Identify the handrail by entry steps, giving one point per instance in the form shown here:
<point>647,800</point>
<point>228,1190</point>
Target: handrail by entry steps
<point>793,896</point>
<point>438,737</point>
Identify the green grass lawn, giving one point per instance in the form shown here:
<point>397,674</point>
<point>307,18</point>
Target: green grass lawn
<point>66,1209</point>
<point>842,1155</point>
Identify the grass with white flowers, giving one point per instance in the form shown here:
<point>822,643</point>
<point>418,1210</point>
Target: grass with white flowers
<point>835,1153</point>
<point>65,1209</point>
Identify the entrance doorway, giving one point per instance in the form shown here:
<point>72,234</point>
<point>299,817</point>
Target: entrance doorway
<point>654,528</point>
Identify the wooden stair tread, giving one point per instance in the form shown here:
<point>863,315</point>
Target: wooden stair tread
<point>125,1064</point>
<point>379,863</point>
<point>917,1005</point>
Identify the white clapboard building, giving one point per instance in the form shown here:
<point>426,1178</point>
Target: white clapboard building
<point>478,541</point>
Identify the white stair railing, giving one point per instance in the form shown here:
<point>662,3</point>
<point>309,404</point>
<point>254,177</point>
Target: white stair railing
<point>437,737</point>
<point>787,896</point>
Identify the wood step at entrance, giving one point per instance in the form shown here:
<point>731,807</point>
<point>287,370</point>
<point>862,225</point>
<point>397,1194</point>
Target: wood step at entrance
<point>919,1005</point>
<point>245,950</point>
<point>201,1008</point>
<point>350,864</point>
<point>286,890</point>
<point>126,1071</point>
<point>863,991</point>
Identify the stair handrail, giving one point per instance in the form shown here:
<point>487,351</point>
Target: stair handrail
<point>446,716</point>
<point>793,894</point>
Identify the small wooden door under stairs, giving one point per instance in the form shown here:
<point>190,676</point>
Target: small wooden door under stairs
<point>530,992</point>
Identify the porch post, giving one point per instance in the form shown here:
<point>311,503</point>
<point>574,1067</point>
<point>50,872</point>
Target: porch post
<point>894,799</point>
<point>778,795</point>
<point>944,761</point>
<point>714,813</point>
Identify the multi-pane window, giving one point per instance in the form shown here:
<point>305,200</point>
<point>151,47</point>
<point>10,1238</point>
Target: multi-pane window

◇ ◇ ◇ ◇ ◇

TASK STATEMENT: Reproduce the data above without any change, starting at its first line and ending after the line that contains "<point>842,1155</point>".

RESULT OF THE EXERCISE:
Identify the handrail by entry steps, giving one point per instance in the form shown here:
<point>647,800</point>
<point>228,1190</point>
Target: handrail by entry steps
<point>793,896</point>
<point>438,737</point>
Identify the green grass lawn, giving one point per instance in the form shown here:
<point>397,674</point>
<point>307,18</point>
Target: green grass lawn
<point>66,1209</point>
<point>842,1155</point>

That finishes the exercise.